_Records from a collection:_
##############################

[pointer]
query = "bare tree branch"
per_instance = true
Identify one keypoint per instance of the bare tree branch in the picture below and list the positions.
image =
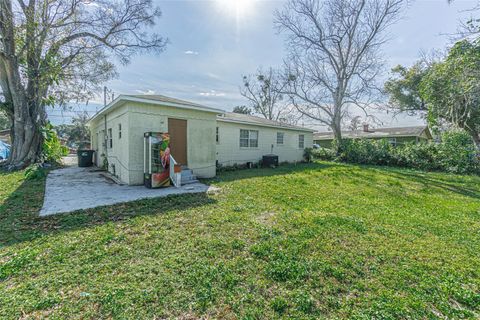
(334, 54)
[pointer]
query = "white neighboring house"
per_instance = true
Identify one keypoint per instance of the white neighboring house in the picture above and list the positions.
(201, 137)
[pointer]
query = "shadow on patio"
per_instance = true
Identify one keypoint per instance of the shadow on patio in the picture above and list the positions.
(19, 219)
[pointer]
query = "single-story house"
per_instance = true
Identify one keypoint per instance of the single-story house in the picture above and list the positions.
(395, 136)
(5, 136)
(201, 137)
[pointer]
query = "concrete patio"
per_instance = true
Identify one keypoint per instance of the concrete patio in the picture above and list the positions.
(73, 188)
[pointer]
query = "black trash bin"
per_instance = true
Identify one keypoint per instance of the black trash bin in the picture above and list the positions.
(85, 158)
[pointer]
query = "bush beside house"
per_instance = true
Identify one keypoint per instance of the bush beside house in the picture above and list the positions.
(455, 153)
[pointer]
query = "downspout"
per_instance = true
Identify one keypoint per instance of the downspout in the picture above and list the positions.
(105, 138)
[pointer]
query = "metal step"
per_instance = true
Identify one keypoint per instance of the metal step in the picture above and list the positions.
(188, 176)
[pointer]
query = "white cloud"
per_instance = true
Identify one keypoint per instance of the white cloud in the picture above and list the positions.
(148, 91)
(212, 93)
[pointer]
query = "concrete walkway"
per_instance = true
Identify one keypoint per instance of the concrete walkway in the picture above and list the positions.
(73, 188)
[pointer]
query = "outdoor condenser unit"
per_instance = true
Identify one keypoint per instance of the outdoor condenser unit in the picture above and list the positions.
(156, 162)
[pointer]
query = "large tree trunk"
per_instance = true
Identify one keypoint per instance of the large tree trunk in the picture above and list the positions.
(27, 139)
(26, 109)
(336, 126)
(476, 139)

##############################

_Exercise aim:_ Every record must be copied exactly, with the pictures left out.

_Reply to the task:_
[pointer]
query = "bare tree branch"
per_instance = true
Identify one keypoint per instance of the bare tree branch in the picture below and list the positions.
image =
(334, 54)
[pointer]
query = "white neighboring house"
per_instance = true
Identify one keypoint per instance of the white neighboring house in the picture above and list the positions.
(201, 137)
[pointer]
query = "shadow on patio"
per_instance = true
Identify one keypoint per instance of the shadow on patio in the picture above and list the positions.
(19, 219)
[pointer]
query = "single-story house"
per_instance = true
Identify one keypoint per instance of the single-story house in the picture above and list the positions.
(395, 136)
(5, 136)
(201, 137)
[pointer]
query = "concrete patio"
per_instance = true
Identify one keypoint per instance of the concrete patio in the picture above and list the positions.
(73, 188)
[pointer]
query = "black trash bin"
per_instance = true
Identify one keypoint per instance of the black trash bin in the picture above and list the positions.
(85, 158)
[pointer]
query = "bush beside house"
per_instance = true
Identify one keypoint per instance of the bush beside house in the picture above and list the positions.
(455, 153)
[pointer]
query = "downspout"
per_instance = true
Identify one keypoint per instance of the downspout in the picture above and list the positions.
(105, 138)
[pointer]
query = "metal step"
per_instance = true
Identify one keypoint per instance of the metal step in the picture above and list the positions.
(188, 176)
[pointer]
query = "white cloud"
per_instance = true
Identify one keypoint per instance of the white cloud in the picture above and list the positions.
(148, 91)
(212, 93)
[pointer]
query = "concrete walkway"
per_instance = true
Identify one keypoint per instance of the concrete walkway in the picture above and list the positions.
(73, 188)
[pointer]
query = "outdoor condenser unit"
per_instance = true
Identify one keypoint per instance of the outdoor condenser unit in the picture above and list the positions.
(156, 162)
[pointer]
query = "large tree trunk"
per_instance = true
Identify one keypoint per instance of the large tree trunk in the picture above and list the positions.
(27, 139)
(26, 109)
(336, 126)
(476, 139)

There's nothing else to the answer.